**** PROVIDED DATA ****

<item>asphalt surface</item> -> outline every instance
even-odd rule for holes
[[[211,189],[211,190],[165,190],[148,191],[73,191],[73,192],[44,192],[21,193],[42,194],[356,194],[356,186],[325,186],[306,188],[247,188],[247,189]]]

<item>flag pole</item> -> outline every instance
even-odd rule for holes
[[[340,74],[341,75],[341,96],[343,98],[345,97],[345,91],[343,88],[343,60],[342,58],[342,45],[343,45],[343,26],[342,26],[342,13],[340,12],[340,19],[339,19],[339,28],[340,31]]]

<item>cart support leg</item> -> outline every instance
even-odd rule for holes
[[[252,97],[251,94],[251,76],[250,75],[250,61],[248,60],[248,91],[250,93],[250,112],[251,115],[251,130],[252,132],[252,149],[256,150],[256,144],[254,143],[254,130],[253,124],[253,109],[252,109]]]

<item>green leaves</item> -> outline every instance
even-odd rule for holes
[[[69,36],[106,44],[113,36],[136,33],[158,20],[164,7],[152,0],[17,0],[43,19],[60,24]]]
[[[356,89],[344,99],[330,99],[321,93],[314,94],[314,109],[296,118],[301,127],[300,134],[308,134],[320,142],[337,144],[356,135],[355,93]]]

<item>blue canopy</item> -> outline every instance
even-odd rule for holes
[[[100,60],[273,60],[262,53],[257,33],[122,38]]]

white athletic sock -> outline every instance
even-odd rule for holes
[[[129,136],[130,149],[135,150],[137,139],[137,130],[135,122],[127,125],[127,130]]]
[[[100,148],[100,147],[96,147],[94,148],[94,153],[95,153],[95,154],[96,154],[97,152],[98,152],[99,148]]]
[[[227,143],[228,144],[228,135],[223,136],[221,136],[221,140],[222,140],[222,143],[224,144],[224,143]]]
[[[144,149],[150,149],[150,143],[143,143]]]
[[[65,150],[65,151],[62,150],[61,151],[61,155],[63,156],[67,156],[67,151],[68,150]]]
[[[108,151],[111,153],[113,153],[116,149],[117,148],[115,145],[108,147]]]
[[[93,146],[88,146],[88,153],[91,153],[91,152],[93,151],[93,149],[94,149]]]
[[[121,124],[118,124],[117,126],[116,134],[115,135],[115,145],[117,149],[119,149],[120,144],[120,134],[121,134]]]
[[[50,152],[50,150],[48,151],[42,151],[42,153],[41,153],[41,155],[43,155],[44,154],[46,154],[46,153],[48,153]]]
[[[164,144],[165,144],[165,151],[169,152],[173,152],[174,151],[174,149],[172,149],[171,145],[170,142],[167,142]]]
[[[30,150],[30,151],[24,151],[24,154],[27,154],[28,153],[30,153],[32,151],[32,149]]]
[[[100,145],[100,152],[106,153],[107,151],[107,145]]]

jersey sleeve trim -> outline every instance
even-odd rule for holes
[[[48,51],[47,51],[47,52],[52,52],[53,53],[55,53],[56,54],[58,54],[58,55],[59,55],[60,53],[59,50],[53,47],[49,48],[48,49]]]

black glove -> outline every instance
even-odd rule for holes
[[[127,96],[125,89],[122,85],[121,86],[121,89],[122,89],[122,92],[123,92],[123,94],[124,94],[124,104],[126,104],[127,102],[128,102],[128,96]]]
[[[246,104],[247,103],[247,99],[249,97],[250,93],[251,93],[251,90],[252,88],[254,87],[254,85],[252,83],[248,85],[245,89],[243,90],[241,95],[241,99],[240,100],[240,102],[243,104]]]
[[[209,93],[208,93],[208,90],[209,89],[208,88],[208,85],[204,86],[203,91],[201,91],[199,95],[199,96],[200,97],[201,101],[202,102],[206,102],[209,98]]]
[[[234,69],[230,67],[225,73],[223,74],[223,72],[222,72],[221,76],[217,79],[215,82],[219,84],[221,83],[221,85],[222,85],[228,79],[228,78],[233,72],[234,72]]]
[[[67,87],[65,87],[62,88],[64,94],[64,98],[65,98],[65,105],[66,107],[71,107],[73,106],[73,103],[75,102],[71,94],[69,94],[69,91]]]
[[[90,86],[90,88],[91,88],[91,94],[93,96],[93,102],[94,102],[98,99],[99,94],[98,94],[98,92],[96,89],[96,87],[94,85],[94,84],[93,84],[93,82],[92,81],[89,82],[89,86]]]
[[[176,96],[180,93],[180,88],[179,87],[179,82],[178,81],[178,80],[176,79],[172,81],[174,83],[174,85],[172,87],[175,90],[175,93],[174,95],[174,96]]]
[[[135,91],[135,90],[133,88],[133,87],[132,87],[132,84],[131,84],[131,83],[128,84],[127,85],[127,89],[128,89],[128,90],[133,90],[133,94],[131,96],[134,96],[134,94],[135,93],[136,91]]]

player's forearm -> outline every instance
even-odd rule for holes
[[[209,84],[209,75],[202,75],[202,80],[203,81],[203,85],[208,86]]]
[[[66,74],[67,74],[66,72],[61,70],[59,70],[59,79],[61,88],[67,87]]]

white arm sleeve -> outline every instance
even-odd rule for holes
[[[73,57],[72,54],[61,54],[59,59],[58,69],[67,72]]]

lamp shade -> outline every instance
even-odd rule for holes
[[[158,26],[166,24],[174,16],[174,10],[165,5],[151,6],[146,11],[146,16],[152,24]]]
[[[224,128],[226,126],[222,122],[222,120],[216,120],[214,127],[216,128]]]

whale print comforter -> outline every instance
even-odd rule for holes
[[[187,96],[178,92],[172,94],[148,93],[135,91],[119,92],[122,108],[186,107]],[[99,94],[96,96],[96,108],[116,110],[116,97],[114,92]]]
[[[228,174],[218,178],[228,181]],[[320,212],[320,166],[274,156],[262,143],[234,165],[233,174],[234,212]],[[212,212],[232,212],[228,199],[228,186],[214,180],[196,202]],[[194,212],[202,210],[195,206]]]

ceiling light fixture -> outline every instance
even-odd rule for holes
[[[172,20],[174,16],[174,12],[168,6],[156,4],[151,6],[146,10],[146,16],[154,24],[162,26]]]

****

**CHALLENGE**
Reproduce all of the lines above, substituting "lampshade" for every occurrence of "lamp shade" and leaving everything else unchanged.

**FINAL ANSWER**
<item>asphalt surface</item> -> outline every instance
even-odd rule for holes
[[[211,189],[211,190],[165,190],[148,191],[73,191],[73,192],[44,192],[21,193],[42,194],[356,194],[356,186],[325,186],[306,188],[247,188],[247,189]]]

<item>flag pole</item> -> outline every instance
even-odd rule for holes
[[[340,74],[341,75],[341,96],[343,98],[345,97],[345,91],[343,88],[343,60],[342,58],[342,45],[343,45],[343,26],[342,26],[342,13],[340,12],[340,19],[339,19],[339,28],[340,31]]]

<item>cart support leg</item> -> outline every instance
even-odd rule for holes
[[[252,97],[251,94],[251,76],[250,75],[250,61],[248,60],[248,91],[250,93],[250,112],[251,115],[251,130],[252,132],[252,149],[256,150],[256,144],[254,143],[254,130],[253,124],[253,109],[252,109]]]

<item>green leaves</item> -> outline every instance
even-odd rule for holes
[[[69,36],[106,44],[113,36],[136,33],[158,20],[164,7],[152,0],[17,0],[43,19],[60,24]]]
[[[356,89],[344,99],[330,99],[321,93],[314,94],[314,109],[296,118],[301,127],[300,134],[308,134],[320,142],[337,144],[356,135],[355,93]]]

<item>blue canopy</item> -> outline every instance
even-odd rule for holes
[[[100,60],[273,60],[262,53],[257,33],[122,38]]]

white athletic sock -> outline every instance
even-odd rule for holes
[[[129,136],[130,149],[135,150],[137,139],[137,130],[135,122],[127,125],[127,130]]]
[[[100,148],[100,147],[96,147],[94,148],[94,153],[95,153],[95,154],[96,154],[97,152],[98,152],[99,148]]]
[[[227,143],[228,144],[228,135],[223,136],[221,136],[221,140],[222,140],[222,143],[224,144],[224,143]]]
[[[144,149],[150,149],[150,143],[143,143]]]
[[[65,150],[65,151],[62,150],[61,151],[61,155],[63,156],[67,156],[67,151],[68,150]]]
[[[108,151],[111,153],[113,153],[116,149],[117,148],[115,145],[108,147]]]
[[[93,146],[88,146],[88,153],[91,153],[91,152],[93,151],[93,149],[94,149]]]
[[[121,124],[118,124],[117,126],[116,134],[115,135],[115,145],[117,149],[119,149],[120,144],[120,134],[121,134]]]
[[[50,152],[50,150],[48,151],[42,151],[42,153],[41,153],[41,155],[43,155],[44,154],[46,154],[46,153],[48,153]]]
[[[164,144],[165,144],[165,151],[169,152],[173,152],[174,151],[174,149],[172,149],[171,145],[170,142],[167,142]]]
[[[30,150],[30,151],[24,151],[24,154],[27,154],[28,153],[30,153],[32,151],[32,149]]]
[[[100,145],[100,152],[106,153],[107,151],[107,145]]]

jersey sleeve trim -> outline every instance
even-odd rule for holes
[[[48,51],[47,51],[47,52],[52,52],[53,53],[55,53],[56,54],[58,54],[58,55],[59,55],[60,53],[59,50],[53,47],[49,48],[48,49]]]

black glove -> outline every instance
even-odd rule for holes
[[[127,96],[125,89],[122,85],[121,86],[121,89],[122,89],[122,92],[123,92],[123,94],[124,94],[124,104],[126,104],[127,102],[128,102],[128,96]]]
[[[246,104],[247,103],[247,99],[249,97],[250,93],[251,93],[251,90],[252,88],[254,87],[254,85],[252,83],[248,85],[245,89],[243,90],[241,95],[241,99],[240,100],[240,102],[243,104]]]
[[[209,93],[208,93],[208,90],[209,89],[208,88],[208,85],[204,86],[203,91],[201,91],[199,95],[199,96],[200,97],[201,101],[202,102],[206,102],[209,98]]]
[[[234,69],[230,67],[225,73],[223,74],[223,72],[222,72],[221,76],[217,79],[215,82],[219,84],[221,83],[221,85],[222,85],[228,79],[228,78],[233,72],[234,72]]]
[[[67,87],[65,87],[62,88],[64,94],[64,98],[65,98],[65,105],[66,107],[71,107],[73,106],[73,103],[75,102],[71,94],[69,94],[69,91]]]
[[[90,86],[90,88],[91,88],[91,94],[93,96],[93,102],[94,102],[98,99],[99,94],[98,94],[98,92],[96,89],[96,87],[94,85],[94,84],[93,84],[93,82],[92,81],[89,82],[89,86]]]
[[[176,96],[180,93],[180,88],[179,87],[179,82],[178,81],[178,80],[176,79],[172,81],[174,83],[174,85],[172,87],[175,90],[175,93],[174,95],[174,96]]]
[[[135,91],[135,90],[133,88],[133,87],[132,87],[132,84],[131,84],[131,83],[128,84],[127,85],[127,89],[128,89],[128,90],[133,90],[133,94],[131,96],[134,96],[134,94],[135,93],[136,91]]]

player's forearm -> outline every instance
even-odd rule for holes
[[[209,84],[209,75],[202,75],[202,80],[203,81],[203,85],[208,86]]]
[[[66,74],[67,74],[66,72],[61,70],[59,70],[59,79],[61,88],[67,87]]]

white arm sleeve -> outline every instance
even-odd rule for holes
[[[73,57],[72,54],[61,54],[59,59],[58,69],[67,72]]]

lampshade -> outline every instance
even-odd rule for holes
[[[158,26],[166,24],[174,16],[174,10],[165,5],[151,6],[146,11],[146,16],[152,24]]]
[[[224,128],[226,126],[222,122],[222,120],[216,120],[214,127],[216,128]]]

whale print comforter -> outline every instance
even-odd rule for holes
[[[187,96],[178,92],[172,94],[148,93],[135,91],[119,92],[122,108],[186,107]],[[99,94],[96,96],[96,108],[116,110],[116,97],[114,92]]]
[[[228,174],[218,178],[228,181]],[[320,212],[320,166],[274,156],[262,143],[234,165],[233,174],[234,212]],[[212,212],[232,212],[228,199],[228,186],[214,180],[196,202]],[[194,212],[202,210],[195,206]]]

ceiling light fixture -> outline every instance
even-odd rule for holes
[[[172,20],[174,16],[174,12],[168,6],[156,4],[151,6],[146,10],[146,16],[154,24],[162,26]]]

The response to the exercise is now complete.